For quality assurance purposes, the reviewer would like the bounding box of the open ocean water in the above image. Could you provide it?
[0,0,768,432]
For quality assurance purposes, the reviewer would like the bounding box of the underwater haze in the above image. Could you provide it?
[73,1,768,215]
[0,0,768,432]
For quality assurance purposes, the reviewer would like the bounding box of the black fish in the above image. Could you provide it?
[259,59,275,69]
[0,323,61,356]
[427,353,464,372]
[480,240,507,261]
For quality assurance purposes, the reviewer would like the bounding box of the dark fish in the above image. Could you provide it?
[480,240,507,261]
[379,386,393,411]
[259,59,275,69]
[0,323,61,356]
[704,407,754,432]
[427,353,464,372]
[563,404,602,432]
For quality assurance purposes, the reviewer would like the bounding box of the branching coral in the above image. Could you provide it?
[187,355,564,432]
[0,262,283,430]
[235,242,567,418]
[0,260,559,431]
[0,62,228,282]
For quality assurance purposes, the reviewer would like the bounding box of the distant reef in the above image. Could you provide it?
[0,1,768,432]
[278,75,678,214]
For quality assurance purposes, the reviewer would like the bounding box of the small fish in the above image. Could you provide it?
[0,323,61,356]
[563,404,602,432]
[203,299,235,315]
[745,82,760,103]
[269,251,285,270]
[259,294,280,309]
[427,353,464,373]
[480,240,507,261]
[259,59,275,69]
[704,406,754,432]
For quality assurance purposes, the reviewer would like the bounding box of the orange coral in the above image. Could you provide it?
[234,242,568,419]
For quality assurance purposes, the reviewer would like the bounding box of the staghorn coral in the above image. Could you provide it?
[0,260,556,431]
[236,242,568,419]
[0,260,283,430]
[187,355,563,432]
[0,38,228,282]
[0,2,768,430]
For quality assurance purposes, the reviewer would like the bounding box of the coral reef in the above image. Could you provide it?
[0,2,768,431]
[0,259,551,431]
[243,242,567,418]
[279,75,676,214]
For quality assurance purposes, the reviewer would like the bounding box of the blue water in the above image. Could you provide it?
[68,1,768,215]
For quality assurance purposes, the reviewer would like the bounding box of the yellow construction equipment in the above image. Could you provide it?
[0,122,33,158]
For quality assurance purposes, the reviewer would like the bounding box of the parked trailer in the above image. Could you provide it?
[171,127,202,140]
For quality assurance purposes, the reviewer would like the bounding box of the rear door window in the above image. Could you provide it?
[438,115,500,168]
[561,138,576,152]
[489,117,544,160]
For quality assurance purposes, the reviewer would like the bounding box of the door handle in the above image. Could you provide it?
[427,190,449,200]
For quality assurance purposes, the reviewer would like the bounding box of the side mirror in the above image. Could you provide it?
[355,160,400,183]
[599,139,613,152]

□ □ □ □

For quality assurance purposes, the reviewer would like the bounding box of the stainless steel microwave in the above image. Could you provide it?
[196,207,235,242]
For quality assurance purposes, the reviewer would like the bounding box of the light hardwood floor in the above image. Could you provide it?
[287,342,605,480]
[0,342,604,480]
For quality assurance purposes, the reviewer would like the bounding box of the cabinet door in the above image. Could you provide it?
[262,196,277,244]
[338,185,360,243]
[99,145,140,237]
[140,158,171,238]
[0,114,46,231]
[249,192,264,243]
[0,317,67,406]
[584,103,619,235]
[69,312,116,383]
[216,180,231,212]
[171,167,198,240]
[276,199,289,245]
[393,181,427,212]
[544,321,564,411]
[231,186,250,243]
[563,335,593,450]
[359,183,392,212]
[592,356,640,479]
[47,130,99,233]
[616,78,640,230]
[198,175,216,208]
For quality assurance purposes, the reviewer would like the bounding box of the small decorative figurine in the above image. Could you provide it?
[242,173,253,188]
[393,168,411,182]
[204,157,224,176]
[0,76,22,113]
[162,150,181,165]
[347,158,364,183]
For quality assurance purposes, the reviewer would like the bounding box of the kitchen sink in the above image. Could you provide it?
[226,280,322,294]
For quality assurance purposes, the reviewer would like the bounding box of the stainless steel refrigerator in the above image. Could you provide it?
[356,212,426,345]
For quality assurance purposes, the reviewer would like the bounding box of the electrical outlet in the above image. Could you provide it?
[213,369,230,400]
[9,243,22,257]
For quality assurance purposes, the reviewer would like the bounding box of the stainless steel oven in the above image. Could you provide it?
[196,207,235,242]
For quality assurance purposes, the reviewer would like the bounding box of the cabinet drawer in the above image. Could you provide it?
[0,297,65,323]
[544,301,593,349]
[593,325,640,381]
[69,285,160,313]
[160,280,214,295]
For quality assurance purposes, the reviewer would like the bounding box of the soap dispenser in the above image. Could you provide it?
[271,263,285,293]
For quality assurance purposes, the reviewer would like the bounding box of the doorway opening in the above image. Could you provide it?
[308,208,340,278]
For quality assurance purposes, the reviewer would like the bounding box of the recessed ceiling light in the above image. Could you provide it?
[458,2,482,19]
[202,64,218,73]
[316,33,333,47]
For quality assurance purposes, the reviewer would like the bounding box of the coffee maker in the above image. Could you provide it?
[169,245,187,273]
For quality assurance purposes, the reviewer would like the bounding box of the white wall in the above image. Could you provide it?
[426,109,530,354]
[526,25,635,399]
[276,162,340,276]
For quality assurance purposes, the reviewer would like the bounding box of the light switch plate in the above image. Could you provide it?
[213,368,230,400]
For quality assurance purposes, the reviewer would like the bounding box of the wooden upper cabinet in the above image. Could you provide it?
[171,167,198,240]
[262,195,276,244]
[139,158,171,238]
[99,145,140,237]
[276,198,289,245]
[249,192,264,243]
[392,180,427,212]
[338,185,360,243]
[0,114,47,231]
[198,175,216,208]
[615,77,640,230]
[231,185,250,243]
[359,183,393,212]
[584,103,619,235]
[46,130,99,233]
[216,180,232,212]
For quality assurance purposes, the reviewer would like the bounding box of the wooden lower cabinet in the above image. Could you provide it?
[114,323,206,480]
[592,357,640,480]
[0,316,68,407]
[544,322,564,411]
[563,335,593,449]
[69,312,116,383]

□ □ □ □

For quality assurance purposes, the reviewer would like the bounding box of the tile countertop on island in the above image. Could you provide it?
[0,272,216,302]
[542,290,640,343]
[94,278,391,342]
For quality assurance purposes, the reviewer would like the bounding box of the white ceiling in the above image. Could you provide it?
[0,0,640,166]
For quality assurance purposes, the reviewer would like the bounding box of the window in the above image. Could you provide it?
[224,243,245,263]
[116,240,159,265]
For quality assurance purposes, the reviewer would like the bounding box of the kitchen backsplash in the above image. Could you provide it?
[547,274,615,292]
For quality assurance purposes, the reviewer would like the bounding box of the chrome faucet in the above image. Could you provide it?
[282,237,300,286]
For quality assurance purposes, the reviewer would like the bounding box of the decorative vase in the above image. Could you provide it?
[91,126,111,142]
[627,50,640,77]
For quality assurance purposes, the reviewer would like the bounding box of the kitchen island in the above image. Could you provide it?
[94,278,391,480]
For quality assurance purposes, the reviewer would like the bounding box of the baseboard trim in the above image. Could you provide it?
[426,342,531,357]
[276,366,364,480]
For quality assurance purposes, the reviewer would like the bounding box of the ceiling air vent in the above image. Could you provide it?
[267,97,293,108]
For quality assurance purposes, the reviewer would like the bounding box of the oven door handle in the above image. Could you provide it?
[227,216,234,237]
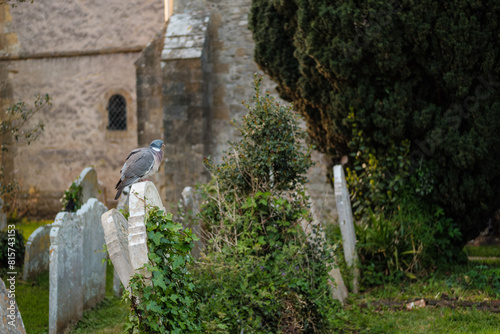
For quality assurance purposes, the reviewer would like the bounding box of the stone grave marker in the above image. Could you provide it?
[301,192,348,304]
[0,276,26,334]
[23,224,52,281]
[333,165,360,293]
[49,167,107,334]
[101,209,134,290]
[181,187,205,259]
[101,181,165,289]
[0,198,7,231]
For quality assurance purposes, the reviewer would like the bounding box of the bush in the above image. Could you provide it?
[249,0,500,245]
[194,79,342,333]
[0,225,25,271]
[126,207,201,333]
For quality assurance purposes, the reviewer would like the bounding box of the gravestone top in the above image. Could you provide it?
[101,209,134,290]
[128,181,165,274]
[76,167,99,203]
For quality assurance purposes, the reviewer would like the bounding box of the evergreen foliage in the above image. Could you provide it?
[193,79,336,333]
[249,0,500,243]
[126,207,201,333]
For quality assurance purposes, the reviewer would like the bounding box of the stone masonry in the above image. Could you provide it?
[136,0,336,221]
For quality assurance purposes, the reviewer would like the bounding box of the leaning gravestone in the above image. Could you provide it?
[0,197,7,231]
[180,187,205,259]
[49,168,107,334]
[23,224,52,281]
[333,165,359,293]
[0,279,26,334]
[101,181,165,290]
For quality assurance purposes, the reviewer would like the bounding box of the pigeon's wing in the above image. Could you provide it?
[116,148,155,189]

□ □ □ □

課題の目的:
「of the evergreen」を含む行から書き始め、「[116,148,155,189]」を含む行で終えてください。その範囲の「leaning gravestone」を「tilted gravestone」に置き換え、ほかは何も変えずに書き直してください。

以下の結果:
For quality assurance purposes, the reviewer would like the bounding box of the evergreen foliage in the above image. Could you provide it?
[193,79,336,333]
[249,0,500,243]
[126,207,201,333]
For quality assurance purposes, the reviewer would like the bounding box of the stone masonry in the above image. Could you provide it?
[136,0,336,221]
For quality assurance purposes, the reviewer would like the bounding box of the tilted gravestone in the above image. Could you provide it?
[0,197,7,231]
[180,187,205,259]
[49,168,107,334]
[23,224,52,281]
[333,165,359,293]
[0,279,26,334]
[101,181,165,290]
For quality assurance purposes, the reviewer would like the bounding box of the pigeon's wing in the above image. Could you provide it?
[116,148,155,189]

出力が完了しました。